- Problem:
Rescale the lines below by copying them all, requests included, with every point coordinate in the answers multiplied by 1.15 and rounded to a whole number, halves going up. Leave the pictures out of your reply.

......

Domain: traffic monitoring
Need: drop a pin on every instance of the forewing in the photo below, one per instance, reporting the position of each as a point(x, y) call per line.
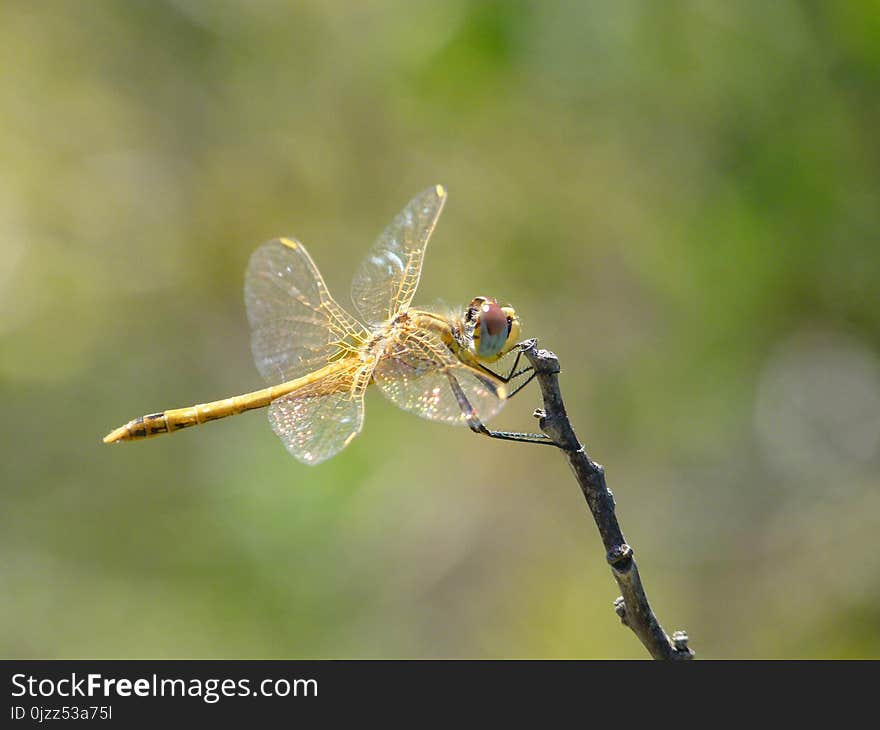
point(415, 376)
point(320, 419)
point(388, 277)
point(295, 323)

......

- Full answer:
Domain: traffic monitoring
Need: drop a pin on every instance of the forewing in the photo below, one per instance, reporting the position of each as a point(x, y) call per line.
point(477, 432)
point(368, 482)
point(446, 319)
point(339, 371)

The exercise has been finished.